WHAT THE TASK ASKS. Without the pictures, set down the records below word for word.

(DATASET)

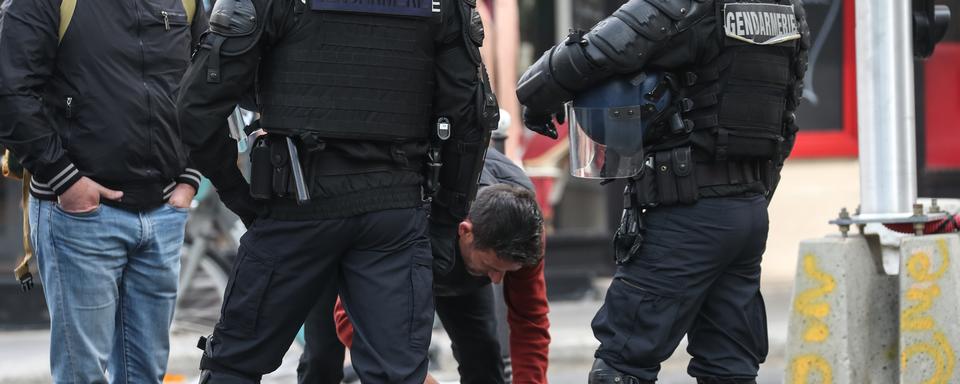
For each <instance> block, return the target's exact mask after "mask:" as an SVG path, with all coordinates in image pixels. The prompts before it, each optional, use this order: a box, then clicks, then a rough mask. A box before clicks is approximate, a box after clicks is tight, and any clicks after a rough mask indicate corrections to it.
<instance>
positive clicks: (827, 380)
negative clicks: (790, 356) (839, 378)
mask: <svg viewBox="0 0 960 384" xmlns="http://www.w3.org/2000/svg"><path fill="white" fill-rule="evenodd" d="M815 374H816V375H817V376H819V377H820V381H819V382H818V381H811V380H810V379H811V376H813V375H815ZM790 379H791V380H790V382H791V383H792V384H808V383H820V384H832V383H833V369H831V368H830V363H828V362H827V360H825V359H824V358H822V357H820V356H816V355H803V356H797V358H795V359H793V362H792V363H791V364H790Z"/></svg>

(End DATASET)

EXPECTED ANSWER.
For each <instance> block, return the target's exact mask after "mask:" as an SVG path, with all coordinates in image pixels. The prompts before it, each optional, use this order: a box, then clicks, then a rough mask. A box before clicks is approximate, a box after clicks is tight, and any clicks after a rough mask indicate corrections to it.
<instance>
positive clicks: (827, 380)
negative clicks: (790, 356) (839, 378)
mask: <svg viewBox="0 0 960 384" xmlns="http://www.w3.org/2000/svg"><path fill="white" fill-rule="evenodd" d="M815 374H816V375H817V376H819V377H820V381H819V382H818V381H811V380H810V379H811V376H813V375H815ZM790 379H791V380H790V382H791V383H792V384H808V383H820V384H832V383H833V369H831V368H830V363H828V362H827V360H825V359H824V358H822V357H820V356H816V355H803V356H797V358H795V359H793V362H792V363H791V364H790Z"/></svg>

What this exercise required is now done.